_EXERCISE GOAL_
Write out all the entries word for word and omit any pictures.

_SUPPLIED DATA_
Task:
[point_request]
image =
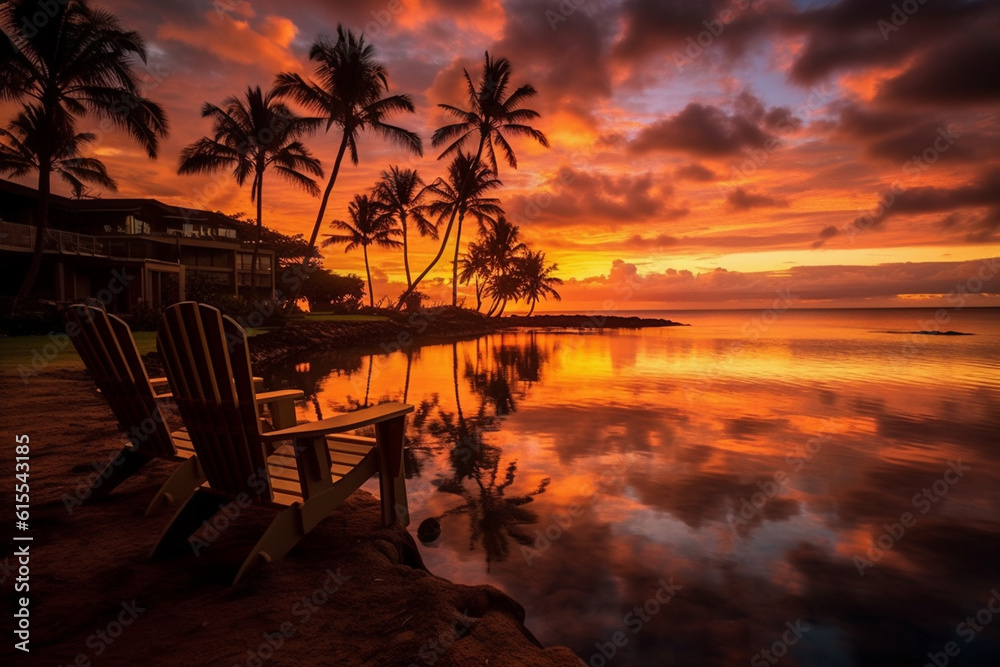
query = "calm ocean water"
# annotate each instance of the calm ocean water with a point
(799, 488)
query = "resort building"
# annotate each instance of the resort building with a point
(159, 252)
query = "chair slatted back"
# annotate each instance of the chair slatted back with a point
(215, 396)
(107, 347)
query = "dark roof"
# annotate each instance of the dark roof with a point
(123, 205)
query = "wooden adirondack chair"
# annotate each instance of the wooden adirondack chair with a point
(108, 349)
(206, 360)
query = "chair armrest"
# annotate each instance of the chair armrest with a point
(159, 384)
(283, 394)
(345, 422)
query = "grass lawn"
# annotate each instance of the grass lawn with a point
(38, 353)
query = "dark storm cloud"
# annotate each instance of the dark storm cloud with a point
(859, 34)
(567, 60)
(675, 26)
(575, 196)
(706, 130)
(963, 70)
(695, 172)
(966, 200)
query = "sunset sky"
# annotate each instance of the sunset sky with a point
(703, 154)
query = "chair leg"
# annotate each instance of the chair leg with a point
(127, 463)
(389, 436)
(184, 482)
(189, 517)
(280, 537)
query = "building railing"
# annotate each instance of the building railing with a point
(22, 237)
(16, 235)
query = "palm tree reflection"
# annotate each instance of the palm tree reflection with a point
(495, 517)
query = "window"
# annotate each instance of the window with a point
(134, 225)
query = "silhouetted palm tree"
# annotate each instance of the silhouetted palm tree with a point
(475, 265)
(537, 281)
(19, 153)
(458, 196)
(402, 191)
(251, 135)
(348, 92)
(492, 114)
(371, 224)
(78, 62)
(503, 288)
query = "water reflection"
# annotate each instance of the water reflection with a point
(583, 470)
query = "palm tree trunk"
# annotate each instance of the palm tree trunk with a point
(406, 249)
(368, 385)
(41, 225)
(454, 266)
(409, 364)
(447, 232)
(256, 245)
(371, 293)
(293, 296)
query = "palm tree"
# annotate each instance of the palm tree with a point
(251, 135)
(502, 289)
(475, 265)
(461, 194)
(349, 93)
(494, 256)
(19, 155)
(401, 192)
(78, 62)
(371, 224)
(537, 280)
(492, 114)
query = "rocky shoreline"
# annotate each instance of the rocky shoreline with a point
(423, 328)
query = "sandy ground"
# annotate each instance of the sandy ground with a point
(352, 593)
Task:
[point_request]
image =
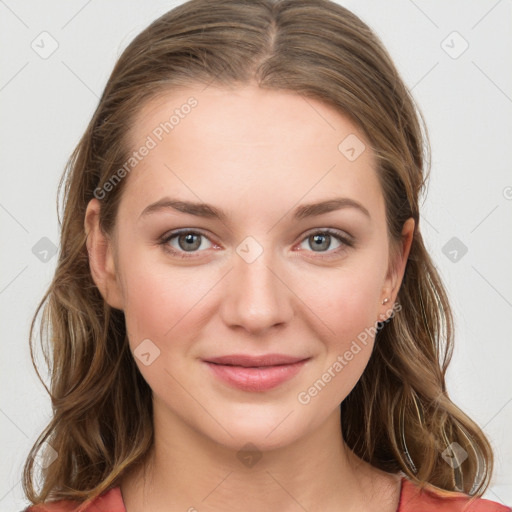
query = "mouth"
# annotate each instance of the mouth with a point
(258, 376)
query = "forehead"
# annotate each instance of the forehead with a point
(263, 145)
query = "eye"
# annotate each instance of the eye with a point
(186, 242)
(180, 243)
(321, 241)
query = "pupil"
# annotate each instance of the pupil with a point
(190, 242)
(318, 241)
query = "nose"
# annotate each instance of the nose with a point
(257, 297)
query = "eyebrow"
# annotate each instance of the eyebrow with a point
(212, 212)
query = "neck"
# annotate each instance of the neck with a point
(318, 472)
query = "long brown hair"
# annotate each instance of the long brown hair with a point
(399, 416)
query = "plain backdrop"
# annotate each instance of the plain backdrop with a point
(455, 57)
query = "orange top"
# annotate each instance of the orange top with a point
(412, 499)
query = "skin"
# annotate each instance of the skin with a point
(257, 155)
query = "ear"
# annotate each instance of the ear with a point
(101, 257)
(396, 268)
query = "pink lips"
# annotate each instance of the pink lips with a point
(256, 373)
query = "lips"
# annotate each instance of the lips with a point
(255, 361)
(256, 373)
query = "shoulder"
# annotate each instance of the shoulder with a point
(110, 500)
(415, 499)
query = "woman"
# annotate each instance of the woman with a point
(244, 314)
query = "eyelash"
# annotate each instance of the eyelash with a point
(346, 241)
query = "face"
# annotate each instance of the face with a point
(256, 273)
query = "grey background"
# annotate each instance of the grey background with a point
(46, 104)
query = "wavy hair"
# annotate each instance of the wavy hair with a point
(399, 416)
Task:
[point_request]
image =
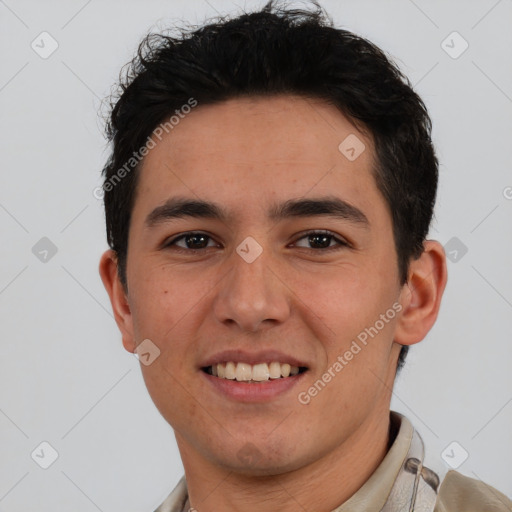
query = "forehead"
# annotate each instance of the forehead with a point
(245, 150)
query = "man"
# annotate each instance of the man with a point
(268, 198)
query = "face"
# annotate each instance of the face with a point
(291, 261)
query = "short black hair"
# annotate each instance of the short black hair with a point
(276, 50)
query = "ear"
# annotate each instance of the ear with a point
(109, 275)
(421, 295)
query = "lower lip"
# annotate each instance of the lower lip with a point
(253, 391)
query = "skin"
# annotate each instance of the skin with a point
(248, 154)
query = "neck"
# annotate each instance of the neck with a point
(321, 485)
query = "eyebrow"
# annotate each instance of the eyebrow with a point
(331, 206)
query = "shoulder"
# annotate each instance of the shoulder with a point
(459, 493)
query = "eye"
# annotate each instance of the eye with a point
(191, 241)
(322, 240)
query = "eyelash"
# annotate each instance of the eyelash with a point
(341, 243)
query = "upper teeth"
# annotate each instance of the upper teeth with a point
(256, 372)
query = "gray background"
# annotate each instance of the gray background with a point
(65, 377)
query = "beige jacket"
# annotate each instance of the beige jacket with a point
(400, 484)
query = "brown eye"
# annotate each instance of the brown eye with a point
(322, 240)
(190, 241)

_OUTPUT FOR THIS EXERCISE_
Task:
[point_request]
image =
query = "calm ocean water"
# annotate each instance of the calm ocean water with a point
(799, 488)
query = "resort building"
# annotate each instance of the resort building with a point
(159, 252)
query = "chair slatted back"
# annotate each instance of the chair slatted back with a point
(215, 396)
(107, 347)
query = "dark roof"
# annotate each instance of the dark roof with a point
(123, 205)
query = "wooden adirondack chair"
# annotate each instance of the wooden adirondack chair with a point
(108, 349)
(206, 360)
query = "chair armrest"
# annotate each instance of the chair armrest with a point
(159, 384)
(283, 394)
(345, 422)
query = "grass lawn"
# annotate each instance of the grass lawn with a point
(38, 353)
query = "dark storm cloud"
# annotate each instance of the dark storm cloud with a point
(859, 34)
(567, 60)
(675, 26)
(575, 196)
(706, 130)
(963, 70)
(695, 172)
(966, 200)
query = "sunset sky"
# annotate each instance of the sunset sky with a point
(703, 154)
query = "chair leg"
# annotate each instance of the chair leg with a point
(127, 463)
(389, 436)
(184, 482)
(189, 517)
(280, 537)
query = "building railing"
# annotate each instance of the building railing with a point
(22, 237)
(16, 235)
query = "palm tree reflection"
# annotate each instance of the palm tree reflection with a point
(495, 517)
query = "window"
# annotate each instance of the window with a point
(134, 225)
query = "silhouetted palm tree"
# annotate each instance of the silhouetted palm tree with a point
(475, 265)
(537, 281)
(19, 153)
(458, 196)
(402, 191)
(251, 135)
(348, 92)
(492, 114)
(371, 224)
(78, 62)
(503, 288)
query = "water reflection"
# annotate each instance of the water reflection with a point
(583, 470)
query = "palm tree trunk"
# annotate each instance of the palm tree trunk with a point
(406, 249)
(368, 385)
(41, 225)
(454, 266)
(409, 364)
(447, 232)
(256, 245)
(371, 293)
(293, 296)
query = "palm tree"
# annotate each instance of the palm tree with a point
(251, 135)
(502, 289)
(475, 265)
(461, 194)
(349, 93)
(494, 256)
(19, 155)
(401, 192)
(78, 62)
(371, 224)
(537, 280)
(492, 114)
query = "rocky shoreline"
# annotate each instance of the rocky shoreline with a point
(423, 328)
query = "sandy ground"
# annotate each instance of the sandy ground with a point
(352, 593)
Task:
[point_request]
image =
query = "mouth"
# annotate each instance of the mouth with a point
(258, 376)
query = "forehead"
# annotate each instance of the forehead with a point
(263, 145)
query = "eye"
# annotate each instance of the eye with a point
(186, 242)
(180, 243)
(321, 241)
query = "pupil"
# annotate each instance of the pupil with a point
(190, 242)
(318, 241)
query = "nose"
# annotate each instance of the nose with a point
(257, 297)
query = "eyebrow"
# annotate each instance of the eyebrow with a point
(212, 212)
query = "neck"
# annotate each instance of the neck with a point
(318, 472)
query = "long brown hair"
# annotate each instance of the long brown hair with a point
(399, 416)
query = "plain backdrop"
# annotate each instance of the plain backdrop with a point
(455, 57)
query = "orange top"
# annotate each instance of the orange top with a point
(412, 499)
query = "skin"
# annotate each instance of the skin with a point
(257, 155)
query = "ear"
# annotate each instance of the ear with a point
(101, 257)
(396, 268)
query = "pink lips"
# annotate each instance of the pink lips with a point
(256, 373)
query = "lips"
# annotate each instance of the lips with a point
(255, 361)
(256, 373)
query = "shoulder"
# annotate each instance of the shoulder with a point
(110, 500)
(415, 499)
query = "woman"
# annotate each instance of the woman with a point
(244, 314)
query = "eyelash"
# annotate each instance of the eyelash with a point
(346, 241)
query = "face"
# annotate each instance of the face with a point
(256, 273)
query = "grey background"
# annotate each instance of the grey background with a point
(46, 104)
query = "wavy hair"
# annotate each instance of the wavy hair with a point
(399, 416)
Task:
[point_request]
image =
query = "forehead"
# annotate each instance of the forehead with a point
(245, 150)
query = "man"
# annotate each instance of the man with a point
(268, 198)
query = "face"
# annotate each instance of the face with a point
(291, 261)
query = "short black hair"
# annotate each instance of the short black hair with a point
(276, 50)
query = "ear"
# annotate each instance of the ear with a point
(109, 275)
(421, 295)
query = "lower lip"
# annotate each instance of the lower lip with a point
(253, 391)
query = "skin"
# annotate each instance of the skin with a point
(248, 154)
query = "neck"
# annotate each instance of the neck with a point
(321, 485)
query = "eyebrow"
# annotate each instance of the eyebrow with a point
(331, 206)
query = "shoulder"
# annotate each instance of the shoulder with a point
(459, 493)
query = "eye"
# annotate each instance of the eye with a point
(191, 241)
(322, 240)
query = "eyelash"
# annotate each instance of the eyelash with a point
(341, 243)
query = "upper teeth"
# annotate each instance of the upper teeth with a point
(256, 372)
query = "gray background"
# annotate each instance of the gray background with a point
(65, 377)
query = "beige jacket"
# annotate each instance of the beige jacket with a point
(400, 484)
query = "brown eye"
# annotate each instance of the brown eye with a point
(322, 240)
(190, 241)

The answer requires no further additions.